#### [Text provided]
• • • • •

John Swett (July 31, 1830 – August 22, 1913) is considered to be the "Father of the California public school" system and the "Horace Mann of the Pacific".

Biography
John Swett was an only child born July 31, 1830 in Pittsfield, New Hampshire, to Lucretia (born French) Swett and Ebenezer Swett, who were Congregationalists. He died August 22, 1913 in Alhambra Valley, near Martinez, California. He married Mary Louise (Tracy) Swett on May 8, 1862 in Sonoma, and they had 6 children.  During his life he was a close friend of Sierra Club co-founder John Muir.  Swett arrived in California in 1853 to mine gold but quickly sought work as a teacher in San Francisco. In 1862 he became a Freemason, joining San Francisco's Phoenix Lodge No. 144.

In 1863 he was instrumental in founding the California Educational Society, which would become the California Teachers Association, the largest teachers' union in the state of California.  Running in 1863, during the Civil War, as a National Union Party (Republican) candidate he was elected California State Superintendent of Public Instruction and served until 1867.  Other positions he held were Deputy Superintendent of the San Francisco Public Schools (1870–1873), Principal of the Denman School (1873–1876) and Girls High School (San Francisco) (1876–1889); the School Board there was dissatisfied with his administration because he had taken no steps toward its accreditation by the University of California and because no women had been sent to the university since 1884.

• • • • •

#### [Records shown]

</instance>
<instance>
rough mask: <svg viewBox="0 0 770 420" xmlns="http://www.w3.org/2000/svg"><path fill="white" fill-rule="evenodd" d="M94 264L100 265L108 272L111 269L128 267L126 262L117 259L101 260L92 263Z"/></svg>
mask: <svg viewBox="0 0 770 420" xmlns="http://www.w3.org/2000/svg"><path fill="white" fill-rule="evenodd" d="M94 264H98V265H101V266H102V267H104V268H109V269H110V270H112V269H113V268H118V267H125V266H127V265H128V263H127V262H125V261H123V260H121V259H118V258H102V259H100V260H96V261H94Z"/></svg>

• • • • •

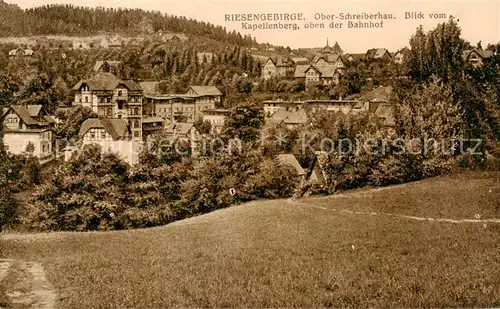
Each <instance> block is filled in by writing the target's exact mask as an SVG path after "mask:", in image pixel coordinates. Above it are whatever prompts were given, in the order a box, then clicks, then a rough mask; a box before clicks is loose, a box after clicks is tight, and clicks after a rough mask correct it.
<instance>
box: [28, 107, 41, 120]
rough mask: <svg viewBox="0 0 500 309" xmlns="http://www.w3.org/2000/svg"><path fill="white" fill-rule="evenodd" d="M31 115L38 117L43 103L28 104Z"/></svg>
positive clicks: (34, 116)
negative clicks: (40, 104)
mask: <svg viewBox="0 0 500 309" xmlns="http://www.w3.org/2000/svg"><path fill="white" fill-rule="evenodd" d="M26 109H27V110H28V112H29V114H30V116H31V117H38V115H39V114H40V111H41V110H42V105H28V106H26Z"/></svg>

• • • • •

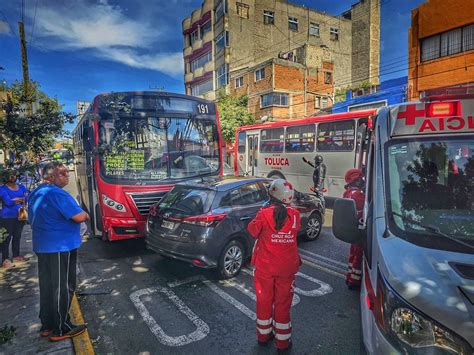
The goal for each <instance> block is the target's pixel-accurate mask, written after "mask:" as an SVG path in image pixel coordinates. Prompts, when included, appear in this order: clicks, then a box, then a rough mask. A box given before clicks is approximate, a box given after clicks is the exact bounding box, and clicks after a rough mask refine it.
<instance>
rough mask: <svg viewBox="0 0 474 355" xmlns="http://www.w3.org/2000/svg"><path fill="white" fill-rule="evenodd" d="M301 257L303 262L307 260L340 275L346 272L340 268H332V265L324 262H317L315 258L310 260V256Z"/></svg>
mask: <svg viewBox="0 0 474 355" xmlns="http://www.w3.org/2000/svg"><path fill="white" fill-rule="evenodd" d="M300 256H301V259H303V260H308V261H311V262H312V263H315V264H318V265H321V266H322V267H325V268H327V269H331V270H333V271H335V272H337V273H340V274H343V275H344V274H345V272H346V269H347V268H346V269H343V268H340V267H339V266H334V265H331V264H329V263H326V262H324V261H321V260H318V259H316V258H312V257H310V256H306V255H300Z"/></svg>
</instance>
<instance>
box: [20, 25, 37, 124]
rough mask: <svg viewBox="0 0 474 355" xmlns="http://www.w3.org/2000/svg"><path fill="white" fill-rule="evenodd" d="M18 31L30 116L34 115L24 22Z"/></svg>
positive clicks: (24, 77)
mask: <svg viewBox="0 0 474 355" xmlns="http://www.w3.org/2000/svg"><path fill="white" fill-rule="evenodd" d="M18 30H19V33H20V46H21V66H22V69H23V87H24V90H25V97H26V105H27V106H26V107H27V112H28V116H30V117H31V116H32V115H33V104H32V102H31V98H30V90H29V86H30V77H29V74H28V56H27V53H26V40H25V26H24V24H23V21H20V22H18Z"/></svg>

• • • • •

#### [Work item A]
Name every person, other than John Swett himself, mentioned in the John Swett biography.
#### [Work item B]
Output the passage of the John Swett biography from "In 1863 he was" to "university since 1884.", unchanged.
#### [Work item C]
According to the John Swett biography, which lodge did Swett join when he became a Freemason?
Rely only on the John Swett biography for these.

#### [Result A]
Horace Mann
Lucretia (born French) Swett
Ebenezer Swett
Mary Louise (Tracy) Swett
John Muir

#### [Result B]
In 1863 he was instrumental in founding the California Educational Society, which would become the California Teachers Association, the largest teachers' union in the state of California.  Running in 1863, during the Civil War, as a National Union Party (Republican) candidate he was elected California State Superintendent of Public Instruction and served until 1867.  Other positions he held were Deputy Superintendent of the San Francisco Public Schools (1870–1873), Principal of the Denman School (1873–1876) and Girls High School (San Francisco) (1876–1889); the School Board there was dissatisfied with his administration because he had taken no steps toward its accreditation by the University of California and because no women had been sent to the university since 1884.

#### [Result C]
San Francisco's Phoenix Lodge No. 144.